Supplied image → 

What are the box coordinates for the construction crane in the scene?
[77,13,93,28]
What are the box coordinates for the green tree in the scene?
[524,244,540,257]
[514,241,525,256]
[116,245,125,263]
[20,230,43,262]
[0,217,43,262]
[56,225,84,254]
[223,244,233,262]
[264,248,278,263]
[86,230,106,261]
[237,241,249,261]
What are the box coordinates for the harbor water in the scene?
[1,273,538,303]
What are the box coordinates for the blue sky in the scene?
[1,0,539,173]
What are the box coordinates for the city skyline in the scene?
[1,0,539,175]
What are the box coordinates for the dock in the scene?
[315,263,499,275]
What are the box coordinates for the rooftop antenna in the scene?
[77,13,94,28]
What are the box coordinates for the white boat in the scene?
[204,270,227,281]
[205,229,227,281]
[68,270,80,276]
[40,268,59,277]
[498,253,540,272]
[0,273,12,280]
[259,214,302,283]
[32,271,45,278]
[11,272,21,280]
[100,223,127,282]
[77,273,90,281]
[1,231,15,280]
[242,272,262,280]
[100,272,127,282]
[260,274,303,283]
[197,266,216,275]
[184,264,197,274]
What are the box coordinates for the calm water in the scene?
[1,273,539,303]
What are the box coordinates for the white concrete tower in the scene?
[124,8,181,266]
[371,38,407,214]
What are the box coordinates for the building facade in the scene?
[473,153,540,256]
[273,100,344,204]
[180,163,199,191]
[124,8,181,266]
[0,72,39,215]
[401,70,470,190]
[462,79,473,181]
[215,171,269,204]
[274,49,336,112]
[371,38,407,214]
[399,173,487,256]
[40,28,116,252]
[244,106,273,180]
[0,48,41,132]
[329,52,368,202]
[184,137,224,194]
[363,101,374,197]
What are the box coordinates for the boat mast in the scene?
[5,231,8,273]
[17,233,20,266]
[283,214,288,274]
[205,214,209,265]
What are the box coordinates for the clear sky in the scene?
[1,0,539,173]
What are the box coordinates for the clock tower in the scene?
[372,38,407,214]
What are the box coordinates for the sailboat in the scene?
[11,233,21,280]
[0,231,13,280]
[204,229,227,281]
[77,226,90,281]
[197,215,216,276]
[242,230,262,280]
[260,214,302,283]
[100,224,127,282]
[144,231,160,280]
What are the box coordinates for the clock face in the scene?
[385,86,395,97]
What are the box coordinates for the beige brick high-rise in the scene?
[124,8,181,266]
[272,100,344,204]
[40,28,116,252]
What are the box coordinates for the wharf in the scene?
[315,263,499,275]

* **WORK TO BE COMPLETED**:
All of the entries above need to be reproduced exactly.

* **THE COMPLETED TASK**:
Supplied image → 

What are the box coordinates for the construction crane in the scene?
[77,13,93,28]
What are the box coordinates for the green tree in the scene?
[524,244,540,257]
[514,241,525,256]
[116,245,125,263]
[20,230,43,262]
[0,217,43,262]
[56,225,84,254]
[223,244,233,262]
[264,248,278,263]
[86,230,106,261]
[237,241,249,261]
What are the box coordinates for the harbor water in the scene?
[1,273,538,303]
What are the box coordinates for the blue sky in the scene?
[1,0,539,173]
What are the box coordinates for the city skyline in the scene?
[1,0,539,175]
What are the box coordinates for the dock in the scene?
[315,263,499,275]
What are the box coordinates for the rooftop antenna in the scene?
[77,13,94,28]
What are the box coordinates for the white boat in the scene?
[204,270,227,281]
[205,229,227,281]
[68,270,80,276]
[40,268,59,277]
[498,253,540,272]
[0,273,12,280]
[259,214,302,283]
[32,271,45,278]
[11,272,21,280]
[100,223,127,282]
[77,273,90,281]
[1,231,15,280]
[242,272,262,280]
[100,272,127,282]
[260,274,303,283]
[197,266,216,275]
[184,264,197,274]
What are the box coordinates for the calm water in the scene?
[1,273,539,303]
What are the box coordinates for the white concrete tower in the scene?
[124,8,181,266]
[371,38,407,214]
What are the box coordinates for the building facade in the scene?
[473,153,540,256]
[273,100,344,204]
[180,163,199,191]
[124,8,181,266]
[0,72,39,215]
[401,70,470,190]
[462,79,473,181]
[215,171,269,204]
[274,49,336,112]
[371,38,407,214]
[399,173,487,256]
[40,28,116,252]
[244,106,273,180]
[0,48,41,132]
[329,52,368,202]
[184,137,224,194]
[363,101,374,197]
What are the box coordinates for the boat mast in the scene?
[5,231,8,273]
[17,233,20,266]
[283,214,288,274]
[205,214,209,265]
What are the box coordinates for the clear sky in the scene?
[1,0,539,173]
What are the box coordinates for the clock tower in the scene?
[372,38,407,214]
What are the box coordinates for the sailboat in the scene?
[11,233,21,280]
[0,231,13,280]
[204,229,227,281]
[77,226,90,281]
[197,215,216,276]
[242,230,262,280]
[260,214,302,283]
[100,224,127,282]
[144,231,160,280]
What are the box coordinates for the clock face in the scene?
[385,86,395,97]
What are the box coordinates for the beige brick high-rise in the scene?
[124,8,181,266]
[272,100,344,204]
[40,28,116,252]
What are the box coordinates for the wharf in the scene?
[315,263,499,275]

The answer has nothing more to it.